* [EXCERPTED PASSAGE]:
Corps de l’article
One has much to be grateful for in Stephanie Kuduk Weiner’s fine study, Republican Politics and English Poetry, 1789-1874. With her intermingling of the literary and the historical, canonical and non-canonical, high and low, Kuduk Weiner offers a compelling revision of the nineteenth-century intellectual and political scene. That poetry falls at the center of this scene makes her story all the more interesting–and, no doubt for many, more surprising. “What was at stake” through these decades, she writes, “was not only the particular dilemmas poets sought to think through in their verse but the power of poetry to perform this intellectual and imaginative work” (178). This is the burden of Kuduk Weiner’s study, and one tackled with great aplomb: to demonstrate not only the often overlooked political valences undergirding English poetry through the Romantic and Victorian periods, but also how that poetry actively participated in the political, and specifically republican, exchanges of the day.
Part of Kuduk Weiner’s work necessarily involves recontextualizing literary works that, over time, have been detached from their historical specificity. As republican political philosophy moved from the radical peripheries (in the late-eighteenth century) to the middle of the political spectrum (by the 1860s), its communitarian impulses altered both the period’s poetry and its poetic theory. Through journals like The Examiner, the Reasoner, and The Fortnightly Review, and by way of both poetry and prose, republican thinkers promoted the ideals of popular sovereignty, universal suffrage, and participatory citizenship. Kuduk Weiner argues for the importance of poetry in these journals, which was not only read, but publicly “debat[ed], s[ung], and recit[ed]” alongside “excerpts of political theory, news reports, editorials… and serialized novels” (9). It was thus in part because of poetry that republicanism approached the mainstream by the mid-Victorian period. And whereas scholars regularly associate figures like Thomas Cooper, W. J. Linton, and Walter Savage Landor with nineteenth-century political poetry, Kuduk Weiner includes in her constellation of writers Arthur Hugh Clough, George Meredith, James Thomson, and Algernon Swinburne: poets known to have had political motivations, but generally not read as central to the political movements of the day.
Even a text as politically explicit as Percy Shelley’s Defence of Poetry emerges in a new light through this study. Kuduk Weiner positions Shelley’s Defence as part of a larger conversation running through the 1820s about poetry’s political use-value. Whereas writers in the republican Newgate Monthly Magazine “assert[ed]... the superior didactic power of verse” (48), Shelley “repudiat[ed]... didacticism.... [in] an attempt to preserve what is most poetic about poetry and to proclaim it as the source of poetry’s power to transform the world” (52). Shelley believed, almost counter-intuitively, that poetry’s ineffable qualities make it most useful politically. The work of “demystification” central to Shelley’s poetic practice thus comes about not through direct, hortatory pronouncements, but “by the renewal of language and perception”: by endowing each reader, in true republican spirit, with the ability to see and to understand on his or her own (57).

* [RAW RECORDS]:
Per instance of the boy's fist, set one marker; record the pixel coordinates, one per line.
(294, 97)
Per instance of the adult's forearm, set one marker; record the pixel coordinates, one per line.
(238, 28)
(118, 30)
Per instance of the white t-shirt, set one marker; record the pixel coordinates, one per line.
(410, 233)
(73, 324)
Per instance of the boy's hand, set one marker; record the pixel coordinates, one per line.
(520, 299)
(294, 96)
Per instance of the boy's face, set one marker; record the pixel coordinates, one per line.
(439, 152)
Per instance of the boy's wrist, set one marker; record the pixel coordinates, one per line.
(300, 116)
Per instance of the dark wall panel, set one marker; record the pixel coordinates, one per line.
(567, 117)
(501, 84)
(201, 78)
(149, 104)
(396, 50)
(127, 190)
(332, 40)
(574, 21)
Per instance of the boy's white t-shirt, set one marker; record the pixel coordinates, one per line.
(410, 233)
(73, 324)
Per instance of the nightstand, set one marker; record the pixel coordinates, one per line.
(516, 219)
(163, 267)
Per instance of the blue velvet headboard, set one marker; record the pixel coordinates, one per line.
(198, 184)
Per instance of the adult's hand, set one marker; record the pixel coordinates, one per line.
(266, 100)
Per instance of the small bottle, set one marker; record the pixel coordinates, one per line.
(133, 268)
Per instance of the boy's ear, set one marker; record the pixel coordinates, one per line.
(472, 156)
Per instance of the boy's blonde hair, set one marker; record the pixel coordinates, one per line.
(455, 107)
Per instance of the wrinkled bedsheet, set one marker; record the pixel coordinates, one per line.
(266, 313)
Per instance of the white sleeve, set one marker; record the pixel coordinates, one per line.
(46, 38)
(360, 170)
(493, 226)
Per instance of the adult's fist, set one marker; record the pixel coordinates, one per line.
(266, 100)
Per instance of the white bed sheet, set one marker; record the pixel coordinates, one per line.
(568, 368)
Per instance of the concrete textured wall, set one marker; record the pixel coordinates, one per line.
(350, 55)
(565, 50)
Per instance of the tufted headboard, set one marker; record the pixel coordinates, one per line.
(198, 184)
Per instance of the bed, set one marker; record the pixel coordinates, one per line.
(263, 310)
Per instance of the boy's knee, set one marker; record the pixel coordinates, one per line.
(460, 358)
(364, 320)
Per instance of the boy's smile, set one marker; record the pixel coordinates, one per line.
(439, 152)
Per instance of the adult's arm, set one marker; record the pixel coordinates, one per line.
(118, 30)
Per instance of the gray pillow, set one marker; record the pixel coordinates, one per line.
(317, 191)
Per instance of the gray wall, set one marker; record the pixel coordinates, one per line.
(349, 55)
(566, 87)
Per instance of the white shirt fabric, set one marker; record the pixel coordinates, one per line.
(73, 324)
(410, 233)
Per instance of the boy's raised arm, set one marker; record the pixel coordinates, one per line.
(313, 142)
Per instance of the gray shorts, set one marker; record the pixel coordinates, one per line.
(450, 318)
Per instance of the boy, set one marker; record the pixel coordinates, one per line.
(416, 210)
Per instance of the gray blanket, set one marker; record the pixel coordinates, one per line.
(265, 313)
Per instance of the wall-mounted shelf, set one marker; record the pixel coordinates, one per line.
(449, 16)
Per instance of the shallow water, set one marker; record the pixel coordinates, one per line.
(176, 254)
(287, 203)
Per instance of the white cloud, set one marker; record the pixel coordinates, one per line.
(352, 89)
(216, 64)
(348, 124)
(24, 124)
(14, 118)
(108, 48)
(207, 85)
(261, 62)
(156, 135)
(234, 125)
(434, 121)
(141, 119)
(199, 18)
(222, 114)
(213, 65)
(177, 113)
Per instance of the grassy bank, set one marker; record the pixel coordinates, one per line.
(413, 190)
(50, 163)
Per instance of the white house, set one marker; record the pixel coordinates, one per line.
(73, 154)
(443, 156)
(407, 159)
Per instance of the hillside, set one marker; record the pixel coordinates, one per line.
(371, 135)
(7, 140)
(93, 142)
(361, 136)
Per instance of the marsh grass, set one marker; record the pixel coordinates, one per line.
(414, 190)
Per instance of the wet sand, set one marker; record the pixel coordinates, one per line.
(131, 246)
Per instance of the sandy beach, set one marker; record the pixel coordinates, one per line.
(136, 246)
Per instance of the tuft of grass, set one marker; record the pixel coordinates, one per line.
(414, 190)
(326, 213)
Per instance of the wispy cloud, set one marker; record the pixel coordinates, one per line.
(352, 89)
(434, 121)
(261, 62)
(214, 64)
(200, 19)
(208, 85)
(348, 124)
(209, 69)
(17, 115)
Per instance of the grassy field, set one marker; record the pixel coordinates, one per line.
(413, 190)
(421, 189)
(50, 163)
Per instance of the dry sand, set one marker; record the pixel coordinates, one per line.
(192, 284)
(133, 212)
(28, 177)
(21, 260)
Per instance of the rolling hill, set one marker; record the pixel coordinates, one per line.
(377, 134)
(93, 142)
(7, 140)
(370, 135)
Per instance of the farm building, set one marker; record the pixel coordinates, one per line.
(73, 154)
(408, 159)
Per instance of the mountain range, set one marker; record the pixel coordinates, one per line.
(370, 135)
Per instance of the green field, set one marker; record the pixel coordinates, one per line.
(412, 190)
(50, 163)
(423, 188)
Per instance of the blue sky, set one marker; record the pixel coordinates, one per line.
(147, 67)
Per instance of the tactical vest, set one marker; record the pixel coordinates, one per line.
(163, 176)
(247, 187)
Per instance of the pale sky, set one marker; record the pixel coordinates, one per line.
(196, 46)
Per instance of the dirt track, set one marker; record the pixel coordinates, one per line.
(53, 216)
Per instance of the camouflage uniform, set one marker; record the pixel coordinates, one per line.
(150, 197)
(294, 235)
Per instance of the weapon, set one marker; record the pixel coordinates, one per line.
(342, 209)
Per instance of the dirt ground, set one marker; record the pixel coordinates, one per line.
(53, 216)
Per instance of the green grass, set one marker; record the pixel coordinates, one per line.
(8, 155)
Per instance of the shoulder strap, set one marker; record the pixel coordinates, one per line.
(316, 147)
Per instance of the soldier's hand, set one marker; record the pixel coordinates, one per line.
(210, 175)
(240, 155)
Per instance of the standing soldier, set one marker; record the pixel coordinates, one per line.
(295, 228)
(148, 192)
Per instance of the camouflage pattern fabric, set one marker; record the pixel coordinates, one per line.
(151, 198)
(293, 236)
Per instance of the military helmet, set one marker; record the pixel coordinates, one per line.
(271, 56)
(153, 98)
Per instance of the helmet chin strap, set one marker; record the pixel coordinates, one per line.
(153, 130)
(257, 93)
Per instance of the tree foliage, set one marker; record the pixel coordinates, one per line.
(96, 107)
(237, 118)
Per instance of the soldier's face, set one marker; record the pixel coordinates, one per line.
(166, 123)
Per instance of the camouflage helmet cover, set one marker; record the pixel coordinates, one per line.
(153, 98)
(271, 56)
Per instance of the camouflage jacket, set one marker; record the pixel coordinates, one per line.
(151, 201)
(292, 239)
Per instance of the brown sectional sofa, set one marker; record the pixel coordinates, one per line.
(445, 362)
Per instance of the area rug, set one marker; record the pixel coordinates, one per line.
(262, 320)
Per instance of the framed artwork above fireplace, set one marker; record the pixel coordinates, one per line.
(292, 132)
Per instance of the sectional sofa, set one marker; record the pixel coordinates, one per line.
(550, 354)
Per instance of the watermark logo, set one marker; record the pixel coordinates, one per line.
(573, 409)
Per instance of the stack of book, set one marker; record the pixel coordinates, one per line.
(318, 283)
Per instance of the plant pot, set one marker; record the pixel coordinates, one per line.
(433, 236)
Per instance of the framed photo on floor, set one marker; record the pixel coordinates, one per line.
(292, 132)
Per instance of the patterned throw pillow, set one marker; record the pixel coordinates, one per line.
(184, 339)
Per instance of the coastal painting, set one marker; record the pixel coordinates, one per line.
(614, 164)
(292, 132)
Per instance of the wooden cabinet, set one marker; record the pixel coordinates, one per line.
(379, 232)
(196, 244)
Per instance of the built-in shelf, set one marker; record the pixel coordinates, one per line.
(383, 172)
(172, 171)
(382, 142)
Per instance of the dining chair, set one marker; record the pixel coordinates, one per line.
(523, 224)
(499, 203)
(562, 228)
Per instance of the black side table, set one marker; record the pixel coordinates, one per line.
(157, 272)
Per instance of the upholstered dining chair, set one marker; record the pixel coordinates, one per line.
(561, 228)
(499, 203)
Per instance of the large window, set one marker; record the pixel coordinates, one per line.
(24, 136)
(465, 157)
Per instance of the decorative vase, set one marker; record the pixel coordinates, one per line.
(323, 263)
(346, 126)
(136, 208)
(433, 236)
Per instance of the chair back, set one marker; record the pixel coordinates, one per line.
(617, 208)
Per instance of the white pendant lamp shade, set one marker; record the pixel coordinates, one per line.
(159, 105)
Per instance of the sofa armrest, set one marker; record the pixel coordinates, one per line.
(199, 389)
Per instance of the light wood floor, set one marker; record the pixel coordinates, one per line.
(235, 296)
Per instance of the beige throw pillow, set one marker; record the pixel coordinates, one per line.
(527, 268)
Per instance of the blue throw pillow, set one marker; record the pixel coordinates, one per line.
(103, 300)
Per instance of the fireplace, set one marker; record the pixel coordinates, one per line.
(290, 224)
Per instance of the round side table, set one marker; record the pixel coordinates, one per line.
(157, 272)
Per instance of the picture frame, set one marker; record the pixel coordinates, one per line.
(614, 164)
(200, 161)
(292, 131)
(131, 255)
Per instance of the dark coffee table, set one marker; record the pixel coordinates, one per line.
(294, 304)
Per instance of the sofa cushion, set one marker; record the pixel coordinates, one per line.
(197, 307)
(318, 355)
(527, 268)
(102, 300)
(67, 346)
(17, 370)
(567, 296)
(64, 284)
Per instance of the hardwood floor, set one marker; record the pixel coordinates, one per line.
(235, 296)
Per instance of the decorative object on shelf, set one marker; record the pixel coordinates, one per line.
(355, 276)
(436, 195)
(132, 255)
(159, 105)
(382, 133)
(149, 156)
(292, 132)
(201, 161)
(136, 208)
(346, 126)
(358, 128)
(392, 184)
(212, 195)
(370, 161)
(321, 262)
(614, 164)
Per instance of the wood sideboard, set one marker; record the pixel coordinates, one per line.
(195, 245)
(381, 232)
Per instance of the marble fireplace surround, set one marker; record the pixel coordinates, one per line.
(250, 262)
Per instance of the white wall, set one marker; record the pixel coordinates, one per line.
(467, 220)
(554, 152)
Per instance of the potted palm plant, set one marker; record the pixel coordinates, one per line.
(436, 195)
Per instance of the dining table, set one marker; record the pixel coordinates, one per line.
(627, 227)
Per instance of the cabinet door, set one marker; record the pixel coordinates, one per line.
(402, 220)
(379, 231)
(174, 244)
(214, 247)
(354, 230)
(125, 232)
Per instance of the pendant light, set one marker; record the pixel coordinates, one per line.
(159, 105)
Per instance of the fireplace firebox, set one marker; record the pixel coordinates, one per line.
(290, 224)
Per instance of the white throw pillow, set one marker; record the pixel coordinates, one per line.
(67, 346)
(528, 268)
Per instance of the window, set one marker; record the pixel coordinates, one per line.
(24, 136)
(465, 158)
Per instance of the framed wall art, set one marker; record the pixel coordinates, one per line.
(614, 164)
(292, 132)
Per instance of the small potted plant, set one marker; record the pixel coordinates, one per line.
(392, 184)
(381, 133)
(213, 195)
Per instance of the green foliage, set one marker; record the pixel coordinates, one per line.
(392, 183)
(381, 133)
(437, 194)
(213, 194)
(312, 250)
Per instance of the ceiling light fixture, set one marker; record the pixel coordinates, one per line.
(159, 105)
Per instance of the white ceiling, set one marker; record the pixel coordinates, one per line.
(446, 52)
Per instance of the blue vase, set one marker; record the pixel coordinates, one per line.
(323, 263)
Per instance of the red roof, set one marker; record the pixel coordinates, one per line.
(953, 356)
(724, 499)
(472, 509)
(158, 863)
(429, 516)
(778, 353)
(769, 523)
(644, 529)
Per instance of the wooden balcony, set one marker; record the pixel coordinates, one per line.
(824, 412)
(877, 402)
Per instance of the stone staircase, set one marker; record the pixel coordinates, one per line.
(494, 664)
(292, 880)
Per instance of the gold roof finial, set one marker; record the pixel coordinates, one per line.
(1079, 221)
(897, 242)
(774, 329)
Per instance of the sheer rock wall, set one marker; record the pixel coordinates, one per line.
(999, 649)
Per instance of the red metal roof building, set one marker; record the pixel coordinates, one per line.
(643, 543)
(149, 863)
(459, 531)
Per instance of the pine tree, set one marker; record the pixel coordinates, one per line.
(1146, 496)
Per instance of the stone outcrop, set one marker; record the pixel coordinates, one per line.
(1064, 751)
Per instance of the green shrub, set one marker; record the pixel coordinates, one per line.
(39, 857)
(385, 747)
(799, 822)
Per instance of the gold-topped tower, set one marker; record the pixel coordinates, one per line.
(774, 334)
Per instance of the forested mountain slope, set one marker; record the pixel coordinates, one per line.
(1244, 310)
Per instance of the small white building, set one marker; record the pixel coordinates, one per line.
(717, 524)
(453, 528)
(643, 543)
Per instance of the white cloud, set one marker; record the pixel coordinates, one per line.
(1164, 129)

* [EXERCISE DESCRIPTION]: Proceed with the review of Kuduk Weiner's study from the end of its last paragraph, carrying on in the same voice. The items are unrelated to the review of Kuduk Weiner's study.

* [FINAL RESULT]:
Kuduk Weiner also lifts a veil or two of familiarity from our view of the nineteenth-century canon. I was delighted to read about George Meredith’s contributions to The Fortnightly Review, poems easily dismissed as “topical” that in fact reveal much about Meredith as a thinker and a poet. Works like “France – 1870” and “Lines to a Friend Visiting America” may never receive the attention given Modern Love, but they have much to offer the reader who wants to understand Meredith’s political thought, and specifically his “attempt to harness republican poetry for the cause of advanced liberalism” (145). Kuduk Weiner similarly refocuses our attention on Swinburne’s Songs before Sunrise, arguing that the poet’s “experimental formalism of aestheticism” must be understood as connected always to his “commitment to republican political thought”: “To understand Swinburne’s republican aesthetics is to grasp the political content of his formal experiments, his attempt not only to harness great art for a republican crusade but also to read democratic ideas into poetic forms” (158). Those scholars who ignore the explicitly topical in Swinburne’s work – poems such as “Dedication to Joseph Mazzini,” “The Eve of Revolution,” and the “Hymn of Man”–risk overlooking the political thought present, though less explicit, throughout the poet’s other writings.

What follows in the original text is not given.